◆ Work to be completed ◆
Output every line of the listing below word for word, omitting the pictures from your answer.
start Data provided
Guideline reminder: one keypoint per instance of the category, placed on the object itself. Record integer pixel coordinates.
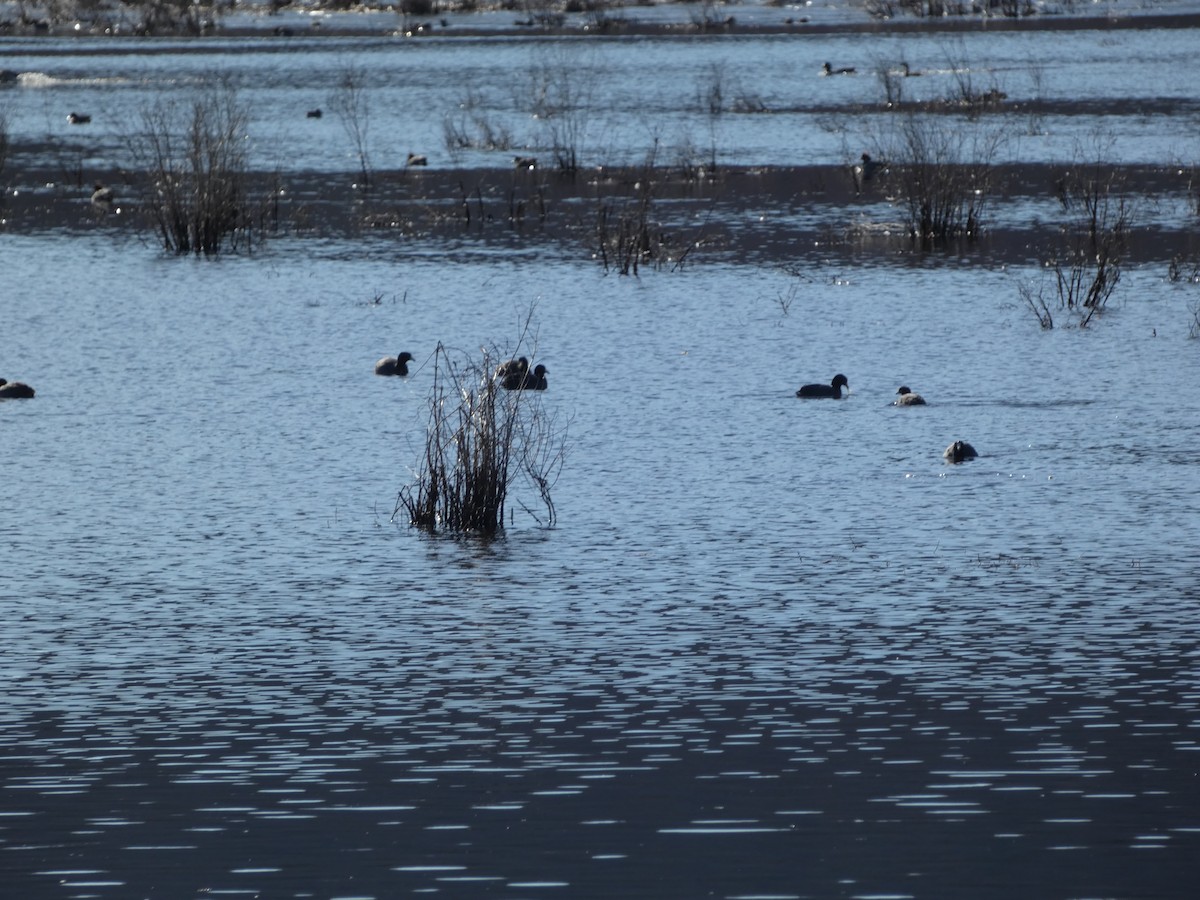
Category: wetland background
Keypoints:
(771, 648)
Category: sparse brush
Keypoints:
(627, 232)
(351, 105)
(198, 199)
(1086, 267)
(479, 439)
(945, 175)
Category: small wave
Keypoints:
(42, 81)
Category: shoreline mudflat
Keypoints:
(766, 215)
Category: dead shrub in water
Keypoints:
(349, 103)
(561, 90)
(627, 232)
(943, 172)
(1086, 267)
(198, 198)
(479, 439)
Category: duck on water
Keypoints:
(832, 390)
(907, 399)
(394, 365)
(960, 451)
(526, 381)
(15, 390)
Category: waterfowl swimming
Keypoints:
(907, 399)
(533, 381)
(394, 365)
(514, 366)
(102, 198)
(15, 390)
(960, 450)
(832, 390)
(865, 171)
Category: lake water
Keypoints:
(772, 648)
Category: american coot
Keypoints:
(832, 390)
(102, 198)
(394, 365)
(15, 390)
(525, 381)
(907, 399)
(960, 450)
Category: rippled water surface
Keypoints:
(773, 648)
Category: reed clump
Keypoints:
(628, 233)
(945, 175)
(479, 441)
(198, 199)
(1086, 267)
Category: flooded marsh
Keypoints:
(771, 648)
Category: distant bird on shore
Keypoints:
(960, 450)
(526, 381)
(394, 365)
(102, 198)
(831, 391)
(907, 399)
(15, 390)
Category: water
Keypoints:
(771, 649)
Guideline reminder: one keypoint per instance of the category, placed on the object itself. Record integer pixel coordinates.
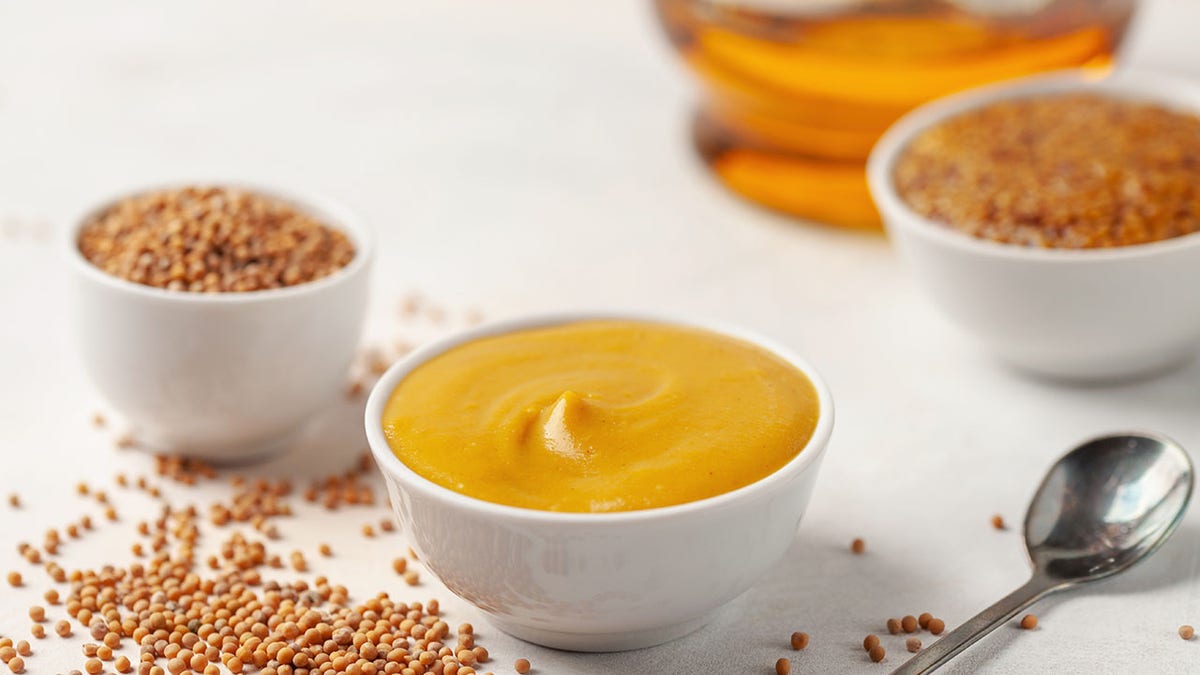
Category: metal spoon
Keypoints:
end Data provided
◆ Solution ◆
Guideline reminder: one keypoint per instance of the category, placed on the object itself. Record integer pixel coordinates.
Category: wetland background
Keypoints:
(771, 648)
Category: sparse brush
Keypoints:
(627, 232)
(351, 105)
(198, 199)
(1086, 267)
(479, 439)
(945, 175)
Category: small wave
Keypoints:
(42, 81)
Category: shoreline mudflat
Keypoints:
(766, 215)
Category: dead shrub in water
Keypoints:
(349, 103)
(561, 90)
(627, 232)
(943, 172)
(1086, 267)
(198, 198)
(479, 439)
Category: duck on water
Keypoints:
(832, 390)
(907, 399)
(394, 365)
(960, 451)
(526, 381)
(15, 390)
Category: waterfowl swimming
Keypoints:
(907, 399)
(533, 381)
(394, 365)
(514, 366)
(102, 198)
(15, 390)
(960, 450)
(832, 390)
(865, 171)
Category: lake water
Keypoints:
(772, 648)
Category: american coot
Keypoints:
(832, 390)
(102, 198)
(394, 365)
(15, 390)
(525, 381)
(907, 399)
(960, 450)
Category: rippled water surface
Keypoints:
(773, 648)
Category: reed clump
Keypoints:
(628, 233)
(945, 175)
(479, 441)
(198, 199)
(1086, 267)
Category: flooded marsh
Keypoints:
(771, 648)
Category: distant bird on shore
Keypoints:
(960, 450)
(526, 381)
(394, 365)
(102, 198)
(831, 391)
(907, 399)
(15, 390)
Category: water
Keypoints:
(771, 649)
Guideline reminder: one keypoint per instance of the category, placed on the object itself. Record integer pixel coordinates.
Category: metal spoon
Keypoints:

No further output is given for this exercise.